Dataset entries:
----------

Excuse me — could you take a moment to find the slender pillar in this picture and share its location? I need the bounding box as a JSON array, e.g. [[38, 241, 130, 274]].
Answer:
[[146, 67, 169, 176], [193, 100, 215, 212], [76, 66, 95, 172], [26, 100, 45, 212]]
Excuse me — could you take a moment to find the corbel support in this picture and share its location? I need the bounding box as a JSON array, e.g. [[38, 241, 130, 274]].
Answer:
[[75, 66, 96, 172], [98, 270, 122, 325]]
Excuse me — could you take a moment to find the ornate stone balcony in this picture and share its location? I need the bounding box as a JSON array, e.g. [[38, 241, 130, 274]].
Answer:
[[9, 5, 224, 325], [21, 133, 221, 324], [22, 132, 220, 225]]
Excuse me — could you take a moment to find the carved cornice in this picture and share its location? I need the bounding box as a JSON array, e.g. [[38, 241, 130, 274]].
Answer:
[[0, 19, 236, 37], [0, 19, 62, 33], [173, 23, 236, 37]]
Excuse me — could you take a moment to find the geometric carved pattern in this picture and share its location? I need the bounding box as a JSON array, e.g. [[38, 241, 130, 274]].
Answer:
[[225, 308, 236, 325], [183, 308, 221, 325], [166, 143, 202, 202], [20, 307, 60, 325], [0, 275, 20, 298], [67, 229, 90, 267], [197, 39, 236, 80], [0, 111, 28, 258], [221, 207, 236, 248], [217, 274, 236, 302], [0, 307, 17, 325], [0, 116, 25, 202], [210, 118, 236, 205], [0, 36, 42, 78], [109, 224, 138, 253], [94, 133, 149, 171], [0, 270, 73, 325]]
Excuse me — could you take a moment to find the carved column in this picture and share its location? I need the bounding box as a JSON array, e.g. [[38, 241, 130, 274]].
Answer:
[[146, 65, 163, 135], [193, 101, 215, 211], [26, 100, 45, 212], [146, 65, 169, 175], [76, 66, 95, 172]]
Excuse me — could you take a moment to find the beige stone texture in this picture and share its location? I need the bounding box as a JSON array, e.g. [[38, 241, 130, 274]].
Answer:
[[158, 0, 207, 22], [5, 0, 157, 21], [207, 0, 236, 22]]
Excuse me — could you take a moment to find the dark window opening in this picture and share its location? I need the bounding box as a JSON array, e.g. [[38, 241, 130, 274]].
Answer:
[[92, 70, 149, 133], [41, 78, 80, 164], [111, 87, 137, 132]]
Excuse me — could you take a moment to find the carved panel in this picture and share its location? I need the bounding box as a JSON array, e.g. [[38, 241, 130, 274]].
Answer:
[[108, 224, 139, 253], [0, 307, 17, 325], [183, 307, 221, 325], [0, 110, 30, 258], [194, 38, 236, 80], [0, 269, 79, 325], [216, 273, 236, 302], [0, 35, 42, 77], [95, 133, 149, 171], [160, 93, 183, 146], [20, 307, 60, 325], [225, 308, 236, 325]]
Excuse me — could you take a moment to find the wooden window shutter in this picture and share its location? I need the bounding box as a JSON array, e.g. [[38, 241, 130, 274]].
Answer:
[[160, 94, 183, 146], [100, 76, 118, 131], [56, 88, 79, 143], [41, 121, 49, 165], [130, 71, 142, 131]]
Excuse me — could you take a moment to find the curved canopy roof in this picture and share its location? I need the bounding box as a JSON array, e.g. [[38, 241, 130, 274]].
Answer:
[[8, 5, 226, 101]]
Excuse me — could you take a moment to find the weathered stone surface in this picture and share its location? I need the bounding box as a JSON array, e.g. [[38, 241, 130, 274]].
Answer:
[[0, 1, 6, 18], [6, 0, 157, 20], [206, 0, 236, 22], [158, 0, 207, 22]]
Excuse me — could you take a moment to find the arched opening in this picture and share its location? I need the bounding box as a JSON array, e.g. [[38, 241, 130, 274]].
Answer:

----------

Reproduce every one of the dataset entries above, line for line, without changing anything.

Excuse me — could you take a moment to find the slender pillar in this picture and share its location? I need the bounding box as a JSON array, e.g. [[38, 241, 130, 274]].
Answer:
[[146, 67, 169, 176], [193, 100, 215, 212], [76, 66, 95, 172], [26, 100, 45, 212]]
Excuse me — could you take a moment to find the corbel support in this picture and share its location? I need the bounding box as a JSON array, e.g. [[38, 241, 130, 274]].
Answer:
[[75, 66, 96, 172], [98, 270, 122, 325]]
Excuse me — could you take a moment to find the ornate stone balcony in this picture and share its location? I need the bounding box as a JSON array, e.g. [[38, 241, 130, 274]].
Answer:
[[9, 5, 224, 325], [21, 133, 221, 324], [22, 132, 220, 225]]
Excuse me — could you take a moment to find the carved cornice in this picture and share its location? I need the bounding box as a JSON array, e.g. [[38, 241, 130, 274]].
Answer:
[[0, 19, 236, 37], [0, 19, 62, 33], [173, 23, 236, 37]]
Excuse me — could you take a moment to find the geometric carved pattern in this picture and share its location? I need the bounding box as a JSON array, e.g. [[38, 241, 130, 274]].
Answer:
[[225, 308, 236, 325], [183, 308, 221, 325], [166, 143, 202, 202], [20, 307, 60, 325], [0, 275, 20, 298], [67, 229, 90, 267], [197, 39, 236, 80], [0, 111, 28, 258], [221, 207, 236, 248], [217, 274, 236, 302], [0, 307, 17, 325], [0, 116, 25, 202], [210, 118, 236, 205], [0, 36, 42, 78], [109, 224, 138, 253], [94, 133, 149, 171], [0, 270, 73, 325]]
Excuse me — could you take a moment to find the carved column in this picture and share its location? I need the bounding box as a JSON array, e.g. [[38, 241, 130, 274]].
Answer:
[[146, 65, 163, 135], [193, 101, 215, 211], [26, 100, 45, 212], [146, 65, 169, 175], [76, 66, 95, 172]]
Excuse me — could you take a moment to find the beige stone texture in this picture and share its location? I need the bounding box as a JSON array, e.g. [[38, 241, 130, 274]].
Answer:
[[158, 0, 207, 22], [5, 0, 157, 21], [207, 0, 236, 22]]
Excuse me — could you take a moment to find the dark window opening in this picture and share its location? I need the bounding box as a JSON array, e.g. [[38, 241, 130, 274]].
Answer:
[[92, 70, 149, 133], [41, 78, 80, 164], [111, 87, 137, 132]]
Excuse me — could you take a moment to find the carved panel in this picture and share its location? I need the bounding box as a JSON array, e.g. [[38, 241, 130, 274]].
Answer:
[[108, 224, 139, 253], [0, 307, 17, 325], [183, 307, 221, 325], [0, 110, 30, 258], [194, 38, 236, 80], [0, 269, 79, 325], [216, 273, 236, 302], [0, 35, 42, 77], [95, 133, 149, 171], [160, 93, 183, 146], [20, 307, 60, 325], [225, 308, 236, 325]]
Excuse me — could you take a moment to find the wooden window shutter in this picture and share its location? I need the bounding box as a JSON array, e.g. [[38, 241, 130, 274]].
Answer:
[[160, 94, 183, 146], [100, 76, 118, 131], [56, 88, 79, 143], [41, 121, 49, 165], [130, 71, 142, 131]]
Excuse me — could you take a moment to find the curved canopy roof in this picture and share its location? I need the bounding box as a JSON array, e.g. [[38, 241, 130, 274]].
Answer:
[[8, 5, 226, 101]]
Excuse me — could you take a moment to find the weathered stone surface in this picture and share its location? I need the bounding box as a JSON array, e.g. [[38, 241, 130, 274]].
Answer:
[[0, 1, 6, 18], [6, 0, 157, 20], [206, 0, 236, 22], [158, 0, 207, 22]]
Excuse me — could you take a moment to find the arched opening in this picture and share its location? I need the bounding box as a JSON array, e.g. [[38, 241, 130, 274]].
Answer:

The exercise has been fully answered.